• **Materials provided**:
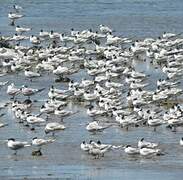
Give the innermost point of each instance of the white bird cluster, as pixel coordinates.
(111, 84)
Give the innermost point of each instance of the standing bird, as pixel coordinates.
(16, 145)
(17, 8)
(54, 126)
(31, 74)
(13, 17)
(105, 29)
(41, 142)
(22, 29)
(12, 90)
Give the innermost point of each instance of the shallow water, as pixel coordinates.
(63, 159)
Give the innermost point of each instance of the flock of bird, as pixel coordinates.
(112, 88)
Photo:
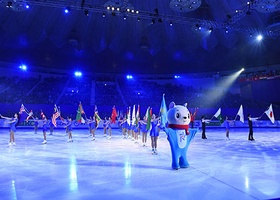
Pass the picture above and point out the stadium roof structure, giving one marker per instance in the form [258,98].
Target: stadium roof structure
[140,36]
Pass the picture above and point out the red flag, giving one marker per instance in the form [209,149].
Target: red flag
[56,114]
[269,113]
[114,115]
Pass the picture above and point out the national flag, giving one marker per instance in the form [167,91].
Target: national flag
[114,115]
[55,115]
[96,115]
[22,109]
[43,115]
[269,113]
[149,117]
[128,116]
[133,116]
[163,112]
[138,114]
[22,114]
[30,114]
[241,114]
[218,115]
[80,111]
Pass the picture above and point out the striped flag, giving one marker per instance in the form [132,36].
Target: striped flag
[133,115]
[55,115]
[241,114]
[138,114]
[80,112]
[269,113]
[149,118]
[114,114]
[163,112]
[96,115]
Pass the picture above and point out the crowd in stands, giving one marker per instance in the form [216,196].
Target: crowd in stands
[109,91]
[255,76]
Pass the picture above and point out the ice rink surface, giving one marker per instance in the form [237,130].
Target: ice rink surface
[119,168]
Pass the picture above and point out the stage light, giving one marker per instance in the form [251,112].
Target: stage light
[9,4]
[129,77]
[86,13]
[259,37]
[78,74]
[23,67]
[66,10]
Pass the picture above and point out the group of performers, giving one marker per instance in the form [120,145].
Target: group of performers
[129,130]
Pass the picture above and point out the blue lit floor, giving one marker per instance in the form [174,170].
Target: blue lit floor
[120,169]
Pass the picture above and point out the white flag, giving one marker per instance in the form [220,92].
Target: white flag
[241,114]
[269,113]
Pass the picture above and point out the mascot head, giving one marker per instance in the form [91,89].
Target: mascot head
[178,116]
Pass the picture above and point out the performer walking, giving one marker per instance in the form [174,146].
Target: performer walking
[154,133]
[68,127]
[203,122]
[109,127]
[143,127]
[250,123]
[227,124]
[44,126]
[12,121]
[36,124]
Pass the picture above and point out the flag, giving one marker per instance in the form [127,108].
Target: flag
[163,112]
[149,117]
[269,113]
[138,114]
[96,115]
[30,114]
[133,116]
[22,114]
[219,116]
[128,116]
[55,115]
[43,115]
[114,114]
[22,109]
[241,114]
[80,111]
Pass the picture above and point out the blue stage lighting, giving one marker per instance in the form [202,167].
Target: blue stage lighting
[129,77]
[23,67]
[66,10]
[259,37]
[78,74]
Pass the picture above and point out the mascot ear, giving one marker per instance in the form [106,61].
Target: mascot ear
[171,105]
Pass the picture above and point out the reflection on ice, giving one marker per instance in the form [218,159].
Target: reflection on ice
[73,183]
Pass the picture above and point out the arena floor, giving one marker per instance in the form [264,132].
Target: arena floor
[121,169]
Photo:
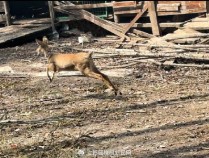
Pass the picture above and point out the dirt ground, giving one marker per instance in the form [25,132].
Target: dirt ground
[160,114]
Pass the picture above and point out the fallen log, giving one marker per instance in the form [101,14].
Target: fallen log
[185,47]
[196,35]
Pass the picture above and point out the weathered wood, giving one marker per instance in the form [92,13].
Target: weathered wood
[96,20]
[195,35]
[187,41]
[2,18]
[153,18]
[13,32]
[51,11]
[207,6]
[136,18]
[7,13]
[168,7]
[87,6]
[141,33]
[162,25]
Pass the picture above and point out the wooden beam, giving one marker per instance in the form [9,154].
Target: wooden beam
[7,13]
[87,6]
[207,6]
[143,34]
[52,15]
[153,18]
[94,19]
[135,19]
[147,25]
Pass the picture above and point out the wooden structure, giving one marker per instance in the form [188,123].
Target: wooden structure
[135,10]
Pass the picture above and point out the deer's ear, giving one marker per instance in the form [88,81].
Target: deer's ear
[39,42]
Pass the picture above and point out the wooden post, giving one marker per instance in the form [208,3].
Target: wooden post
[207,6]
[153,18]
[115,16]
[7,12]
[52,15]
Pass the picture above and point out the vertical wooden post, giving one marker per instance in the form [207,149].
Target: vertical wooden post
[51,11]
[207,6]
[7,12]
[153,18]
[115,16]
[52,15]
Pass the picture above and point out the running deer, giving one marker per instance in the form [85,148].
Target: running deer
[82,62]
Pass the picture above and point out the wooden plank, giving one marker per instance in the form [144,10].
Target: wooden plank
[141,33]
[153,18]
[207,6]
[128,11]
[87,6]
[166,7]
[7,13]
[13,32]
[2,18]
[135,19]
[51,11]
[124,4]
[94,19]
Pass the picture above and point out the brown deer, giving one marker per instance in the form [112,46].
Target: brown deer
[82,62]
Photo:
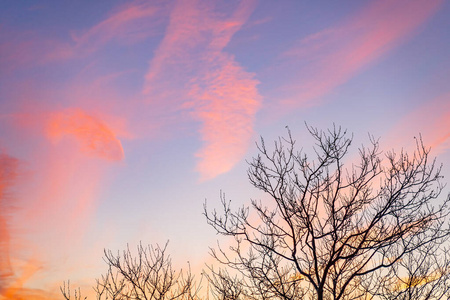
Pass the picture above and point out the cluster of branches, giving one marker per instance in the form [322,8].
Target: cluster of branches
[370,231]
[329,229]
[148,275]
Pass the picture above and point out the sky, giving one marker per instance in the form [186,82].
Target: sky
[119,119]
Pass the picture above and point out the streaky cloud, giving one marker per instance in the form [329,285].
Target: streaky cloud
[8,176]
[190,73]
[93,135]
[327,59]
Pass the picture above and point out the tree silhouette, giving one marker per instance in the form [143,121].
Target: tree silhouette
[148,275]
[335,230]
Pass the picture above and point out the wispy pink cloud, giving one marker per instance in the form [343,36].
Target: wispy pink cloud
[93,135]
[324,60]
[130,23]
[8,175]
[127,24]
[431,120]
[191,72]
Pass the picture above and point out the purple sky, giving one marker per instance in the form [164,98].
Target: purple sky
[119,118]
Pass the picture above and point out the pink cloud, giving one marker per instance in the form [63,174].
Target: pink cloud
[327,59]
[8,175]
[190,72]
[93,135]
[127,24]
[431,120]
[130,23]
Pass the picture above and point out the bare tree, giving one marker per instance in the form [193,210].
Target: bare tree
[374,230]
[147,275]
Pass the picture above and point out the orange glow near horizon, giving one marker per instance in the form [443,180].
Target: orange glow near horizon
[117,119]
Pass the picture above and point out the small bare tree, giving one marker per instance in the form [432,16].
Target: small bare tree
[374,230]
[147,275]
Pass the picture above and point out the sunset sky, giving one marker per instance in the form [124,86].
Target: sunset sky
[119,118]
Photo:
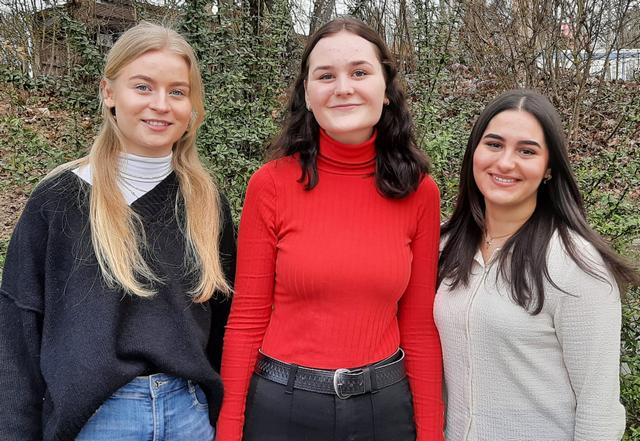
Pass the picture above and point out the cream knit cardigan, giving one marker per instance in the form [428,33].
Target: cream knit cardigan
[512,376]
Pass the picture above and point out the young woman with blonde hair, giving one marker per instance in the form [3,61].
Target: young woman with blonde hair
[114,295]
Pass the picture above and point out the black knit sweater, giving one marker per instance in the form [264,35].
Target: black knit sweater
[67,341]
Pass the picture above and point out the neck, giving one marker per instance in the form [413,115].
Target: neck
[340,158]
[504,221]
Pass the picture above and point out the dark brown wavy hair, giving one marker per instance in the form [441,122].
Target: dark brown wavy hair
[400,165]
[559,207]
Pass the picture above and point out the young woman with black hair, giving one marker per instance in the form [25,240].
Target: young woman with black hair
[337,263]
[113,299]
[528,303]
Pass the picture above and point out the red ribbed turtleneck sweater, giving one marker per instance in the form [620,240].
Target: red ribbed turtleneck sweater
[338,276]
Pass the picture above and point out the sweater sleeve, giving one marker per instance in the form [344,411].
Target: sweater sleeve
[252,302]
[588,327]
[418,334]
[221,304]
[21,309]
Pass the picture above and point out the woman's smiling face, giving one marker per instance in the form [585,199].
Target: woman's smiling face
[345,87]
[151,98]
[511,161]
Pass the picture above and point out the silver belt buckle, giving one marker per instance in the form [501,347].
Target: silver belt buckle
[337,383]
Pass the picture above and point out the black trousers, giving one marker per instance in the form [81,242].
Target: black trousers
[272,414]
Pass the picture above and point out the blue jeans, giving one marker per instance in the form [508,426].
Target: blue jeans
[154,408]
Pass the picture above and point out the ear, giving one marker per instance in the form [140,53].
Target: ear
[107,94]
[306,95]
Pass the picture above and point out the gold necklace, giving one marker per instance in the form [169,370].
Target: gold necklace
[488,240]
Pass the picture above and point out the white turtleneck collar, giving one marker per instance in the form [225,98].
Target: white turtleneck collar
[138,174]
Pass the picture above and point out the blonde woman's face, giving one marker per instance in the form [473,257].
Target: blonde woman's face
[151,98]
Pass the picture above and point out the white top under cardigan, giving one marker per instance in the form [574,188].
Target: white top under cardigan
[512,376]
[138,174]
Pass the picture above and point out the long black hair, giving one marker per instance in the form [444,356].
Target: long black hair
[559,207]
[400,165]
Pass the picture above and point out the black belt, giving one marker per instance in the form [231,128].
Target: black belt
[341,382]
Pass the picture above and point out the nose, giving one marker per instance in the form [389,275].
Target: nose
[159,102]
[506,160]
[343,86]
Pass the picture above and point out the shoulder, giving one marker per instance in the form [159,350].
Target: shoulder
[54,193]
[428,187]
[278,171]
[588,277]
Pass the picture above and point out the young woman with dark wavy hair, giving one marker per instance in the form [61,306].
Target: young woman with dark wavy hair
[337,263]
[528,305]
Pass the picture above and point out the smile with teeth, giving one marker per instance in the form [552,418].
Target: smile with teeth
[503,180]
[154,122]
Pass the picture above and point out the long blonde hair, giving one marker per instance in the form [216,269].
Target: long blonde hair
[117,232]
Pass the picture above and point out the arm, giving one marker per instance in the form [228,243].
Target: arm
[252,302]
[220,304]
[418,334]
[21,384]
[588,328]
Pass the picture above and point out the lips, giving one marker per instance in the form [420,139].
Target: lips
[504,180]
[345,106]
[156,122]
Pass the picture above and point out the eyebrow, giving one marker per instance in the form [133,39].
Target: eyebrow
[524,141]
[352,64]
[151,80]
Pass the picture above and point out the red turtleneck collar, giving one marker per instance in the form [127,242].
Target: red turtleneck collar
[348,159]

• **Work instructions**: Look above for the line with "Pass the picture above and point out the mascot ear, giving" and the line with "Pass the picture above and point out the fallen". Copy them and every line between, exactly, but no pictures.

• **Finished exercise**:
Pass the picture above and point out the mascot ear, giving one marker per instance in the form [106,61].
Target: mascot ear
[171,105]
Pass the picture above and point out the reflection on ice, giving one marker per instance in the form [218,159].
Target: reflection on ice
[73,183]
Pass the picture above and point out the arena floor, giving one marker per instance in the form [264,132].
Target: arena floor
[121,169]
Photo:
Pass the picture above and point out the dirt ground, giving one marker per instance in the form [25,132].
Target: dirt ground
[160,114]
Pass the picture above and point out the fallen log, giving one marker per instance in the form [101,14].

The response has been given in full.